REQUIRED ACTION: Could you output the entries that follow exactly, omitting any pictures they contain?

MATERIAL PROVIDED:
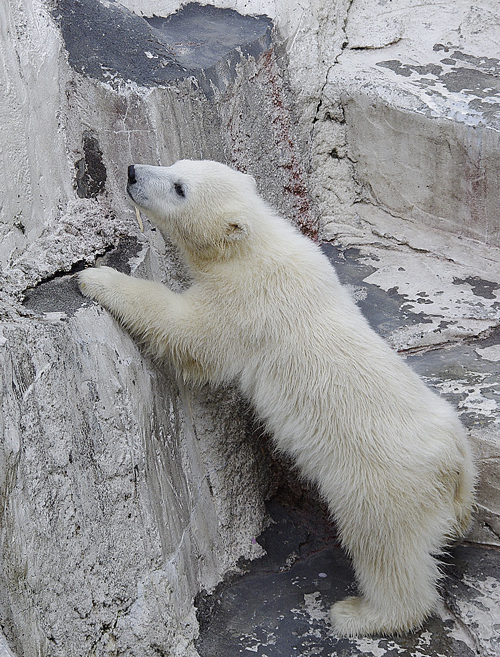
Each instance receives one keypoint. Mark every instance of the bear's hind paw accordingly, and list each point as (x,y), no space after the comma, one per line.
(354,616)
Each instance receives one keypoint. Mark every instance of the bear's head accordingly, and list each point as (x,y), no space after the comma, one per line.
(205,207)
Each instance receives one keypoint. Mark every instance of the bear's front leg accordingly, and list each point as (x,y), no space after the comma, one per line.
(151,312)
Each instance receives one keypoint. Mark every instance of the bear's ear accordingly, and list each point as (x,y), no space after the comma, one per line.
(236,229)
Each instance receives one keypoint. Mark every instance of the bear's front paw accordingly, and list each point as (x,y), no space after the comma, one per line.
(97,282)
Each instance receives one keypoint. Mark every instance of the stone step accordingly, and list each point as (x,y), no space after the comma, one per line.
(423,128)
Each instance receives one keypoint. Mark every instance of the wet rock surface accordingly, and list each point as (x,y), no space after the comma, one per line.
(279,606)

SOLVED PROBLEM:
Each instance receives one keypoint. Mark every instance of the bear's hind paw accordingly, and list each point as (x,y), no space after the comma, one per line.
(354,616)
Each instance receives one keypoint. Mark every instance of the bear's head accordingly, and list each point as (x,y), no space after the comma, one per line.
(205,207)
Each instance receives one keypoint. Mark every instance of the bear's front leg accordingly, and list each point as (x,y), no space after the comma, one per line.
(151,312)
Each instance receives one keypoint. Mark every instance of the bear's ear accordingly, and list each point as (x,y), no space after the comma, one per line.
(236,229)
Each instance receives one keypoint. Mark every instance of the bear's front paw accordingly, and list each point as (x,y), no space after the comma, one per line.
(97,282)
Each instance receives one keypoint. Mark every instance of the stone step accordingly, and list each point as (x,y), no space after the comma, one per line.
(423,128)
Each instance receives one keypoint. Mark every instance of the wet rock surface accordingly, and list each point as (x,y), no space after the comma, one per line.
(279,606)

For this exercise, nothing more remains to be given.